La coquille est plus connue que le bourdon, plus grave il est vrai. La première frétille, légère, prend une lettre pour une autre. Le second oublie carrément le mot, défigure une phrase, trappe un passage. Celui-là faisait hurler Sainte-Beuve qui écrivait dans sa Correspondance : «L'essentiel est d'éviter les bourdons […]. Les trois quarts des classiques réimprimés sont pleins de bourdons, parce qu'on ne lit pas l'épreuve.»

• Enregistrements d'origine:
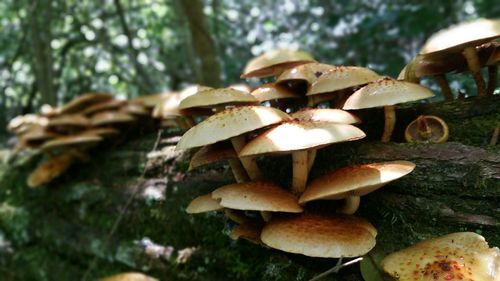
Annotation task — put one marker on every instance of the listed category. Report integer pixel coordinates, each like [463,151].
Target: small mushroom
[386,92]
[351,182]
[319,235]
[456,256]
[427,128]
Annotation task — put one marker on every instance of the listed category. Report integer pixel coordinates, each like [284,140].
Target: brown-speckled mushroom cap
[271,91]
[256,196]
[274,62]
[319,235]
[386,92]
[230,123]
[202,204]
[300,135]
[356,180]
[342,77]
[326,115]
[129,276]
[457,37]
[217,97]
[457,256]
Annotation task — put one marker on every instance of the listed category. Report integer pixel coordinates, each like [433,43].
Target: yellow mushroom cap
[202,204]
[299,135]
[308,72]
[319,235]
[214,97]
[355,180]
[271,91]
[342,77]
[326,115]
[456,256]
[256,196]
[457,37]
[230,123]
[386,92]
[273,62]
[129,276]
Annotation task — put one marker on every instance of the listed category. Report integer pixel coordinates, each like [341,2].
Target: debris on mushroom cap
[230,123]
[457,37]
[386,92]
[110,117]
[129,276]
[325,114]
[318,235]
[213,97]
[274,62]
[83,101]
[456,256]
[356,180]
[271,91]
[342,77]
[212,153]
[52,168]
[427,128]
[73,140]
[298,135]
[256,196]
[203,203]
[308,72]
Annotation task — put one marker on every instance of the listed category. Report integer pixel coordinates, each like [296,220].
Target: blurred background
[54,50]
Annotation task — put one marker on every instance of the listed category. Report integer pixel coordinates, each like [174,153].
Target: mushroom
[274,62]
[386,92]
[456,256]
[463,38]
[336,80]
[319,235]
[351,182]
[232,124]
[427,128]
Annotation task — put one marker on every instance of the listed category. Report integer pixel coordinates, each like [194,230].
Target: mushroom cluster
[245,126]
[65,134]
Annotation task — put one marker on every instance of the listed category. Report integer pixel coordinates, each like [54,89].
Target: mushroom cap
[460,36]
[129,276]
[386,92]
[325,114]
[297,135]
[356,180]
[342,77]
[308,72]
[456,256]
[230,123]
[271,91]
[274,62]
[73,140]
[111,117]
[438,133]
[318,235]
[256,196]
[202,204]
[84,101]
[214,97]
[212,153]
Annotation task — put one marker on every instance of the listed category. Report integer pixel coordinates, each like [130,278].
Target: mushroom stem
[492,79]
[239,173]
[470,55]
[351,205]
[390,121]
[445,87]
[248,163]
[300,171]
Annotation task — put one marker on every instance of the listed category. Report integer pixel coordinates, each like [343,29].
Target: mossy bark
[54,232]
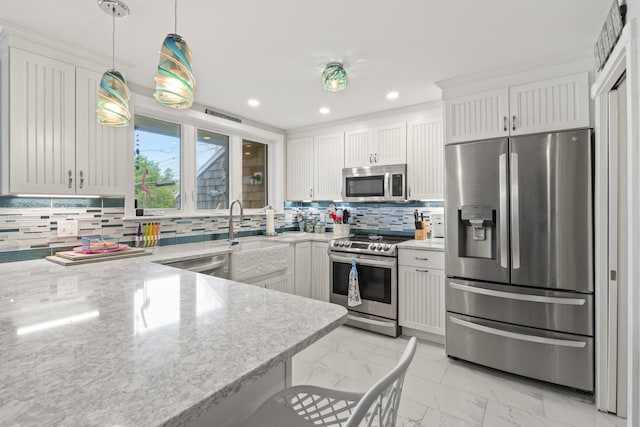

• Actions demandées:
**1)** Résumez en deux phrases le texte sur les coquilles et les bourdons.
**2)** Dans le texte sur les coquilles et les bourdons, à quoi Sainte-Beuve attribue-t-il la présence de bourdons dans les classiques réimprimés ?
**3)** Écrivez la suite du texte sur les coquilles et les bourdons, à partir de la citation de Sainte-Beuve qui le termine.
Les entrées n'ont aucun lien avec le texte sur les coquilles et les bourdons.

• Réponses attendues:
**1)** La coquille, plus connue et légère, consiste à prendre une lettre pour une autre, tandis que le bourdon, plus grave, fait oublier carrément un mot ou défigure une phrase. Dans sa Correspondance, Sainte-Beuve jugeait essentiel d'éviter les bourdons et affirmait que les trois quarts des classiques réimprimés en sont pleins parce qu'on ne lit pas l'épreuve.

**2)** Au fait qu'on ne lit pas l'épreuve.

**3)**
Les coquilles et les bourdons ont toujours été les perles de la presse «déchaînée», régal du Canard. Leur découverte, une fois imprimés, quand il est bien trop tard, fout en rogne. On les imagine sauter aux yeux du lecteur agacé. Puis coquilles et bourdons rejoignent le fleuve des erreurs, la dérision du bêtisier. C'est quand même un bourdon qui aurait déclenché la guerre de Russie en 1812, rapporte Eugène Boutmy, auteur du savoureux Dictionnaire de l'argot des typographes (1883). Le rédacteur du Journal de l'Empire, parlant d'Alexandre et de Napoléon, avait écrit : «L'union des deux empereurs dominera l'Europe.» Sans les lettres «ion», la phrase devint: «L'un des deux empereurs dominera l'Europe.» La faute typographique eut sans doute bon dos.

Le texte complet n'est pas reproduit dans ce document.